THE TASK |
Do any lines in the data below contain "brown"? If so, copy every one of them.

═══ INPUT ═══

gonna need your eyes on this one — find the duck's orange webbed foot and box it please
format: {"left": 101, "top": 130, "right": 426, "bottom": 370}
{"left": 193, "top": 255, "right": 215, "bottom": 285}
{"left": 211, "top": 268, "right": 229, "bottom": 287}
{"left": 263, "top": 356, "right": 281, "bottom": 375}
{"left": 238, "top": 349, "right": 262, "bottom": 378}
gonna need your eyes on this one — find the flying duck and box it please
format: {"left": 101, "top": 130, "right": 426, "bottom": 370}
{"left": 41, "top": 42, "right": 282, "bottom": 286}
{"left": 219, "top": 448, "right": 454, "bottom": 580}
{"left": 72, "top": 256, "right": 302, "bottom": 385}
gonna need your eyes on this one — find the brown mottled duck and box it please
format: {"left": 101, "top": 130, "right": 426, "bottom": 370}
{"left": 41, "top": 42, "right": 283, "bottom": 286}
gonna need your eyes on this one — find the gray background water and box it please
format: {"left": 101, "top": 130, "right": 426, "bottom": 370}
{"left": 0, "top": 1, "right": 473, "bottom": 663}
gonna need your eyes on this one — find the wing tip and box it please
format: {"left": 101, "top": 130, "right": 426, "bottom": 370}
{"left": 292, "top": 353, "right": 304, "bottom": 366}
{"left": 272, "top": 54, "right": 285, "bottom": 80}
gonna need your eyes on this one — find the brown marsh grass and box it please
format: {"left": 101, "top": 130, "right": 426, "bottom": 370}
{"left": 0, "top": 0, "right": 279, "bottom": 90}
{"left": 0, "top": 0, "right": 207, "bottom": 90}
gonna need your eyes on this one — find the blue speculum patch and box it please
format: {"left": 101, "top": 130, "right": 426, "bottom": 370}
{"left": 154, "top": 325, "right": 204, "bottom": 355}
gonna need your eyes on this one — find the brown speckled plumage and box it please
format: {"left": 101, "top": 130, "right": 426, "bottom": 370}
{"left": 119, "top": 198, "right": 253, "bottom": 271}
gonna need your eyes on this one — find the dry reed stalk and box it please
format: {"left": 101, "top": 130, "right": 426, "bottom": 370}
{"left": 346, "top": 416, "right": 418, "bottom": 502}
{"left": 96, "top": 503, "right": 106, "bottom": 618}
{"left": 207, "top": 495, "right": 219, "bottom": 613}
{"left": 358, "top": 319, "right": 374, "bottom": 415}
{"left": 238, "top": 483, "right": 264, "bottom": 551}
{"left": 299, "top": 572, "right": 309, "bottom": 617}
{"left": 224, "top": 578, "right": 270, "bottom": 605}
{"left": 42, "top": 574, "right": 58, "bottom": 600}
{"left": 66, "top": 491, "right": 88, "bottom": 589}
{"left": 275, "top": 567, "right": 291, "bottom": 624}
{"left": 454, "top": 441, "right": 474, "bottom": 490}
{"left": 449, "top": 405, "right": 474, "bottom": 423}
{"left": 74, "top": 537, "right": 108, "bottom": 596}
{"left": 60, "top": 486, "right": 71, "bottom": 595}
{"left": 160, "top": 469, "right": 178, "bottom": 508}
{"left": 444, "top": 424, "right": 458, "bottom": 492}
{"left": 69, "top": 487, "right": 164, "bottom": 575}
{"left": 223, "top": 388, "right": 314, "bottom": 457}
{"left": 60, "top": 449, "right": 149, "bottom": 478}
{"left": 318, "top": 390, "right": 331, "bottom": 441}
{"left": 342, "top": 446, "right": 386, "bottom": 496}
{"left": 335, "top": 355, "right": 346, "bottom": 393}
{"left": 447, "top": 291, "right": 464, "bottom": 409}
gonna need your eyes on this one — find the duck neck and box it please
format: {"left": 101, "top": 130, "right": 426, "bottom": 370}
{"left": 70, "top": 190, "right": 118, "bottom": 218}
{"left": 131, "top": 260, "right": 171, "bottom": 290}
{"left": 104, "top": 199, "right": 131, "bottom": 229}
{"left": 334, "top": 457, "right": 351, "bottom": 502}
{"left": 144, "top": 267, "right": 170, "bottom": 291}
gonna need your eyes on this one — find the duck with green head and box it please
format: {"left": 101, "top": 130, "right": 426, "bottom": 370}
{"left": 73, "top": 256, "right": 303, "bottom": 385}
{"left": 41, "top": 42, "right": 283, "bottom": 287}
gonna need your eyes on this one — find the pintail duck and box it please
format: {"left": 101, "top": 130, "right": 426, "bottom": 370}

═══

SOLUTION FOR THIS PROBLEM |
gonna need your eyes on this one — find the brown mottled duck and box it please
gonna need your eyes on this one — find the brown marsh grass and box it please
gonna need your eyes on this one — find the brown speckled plumage and box it please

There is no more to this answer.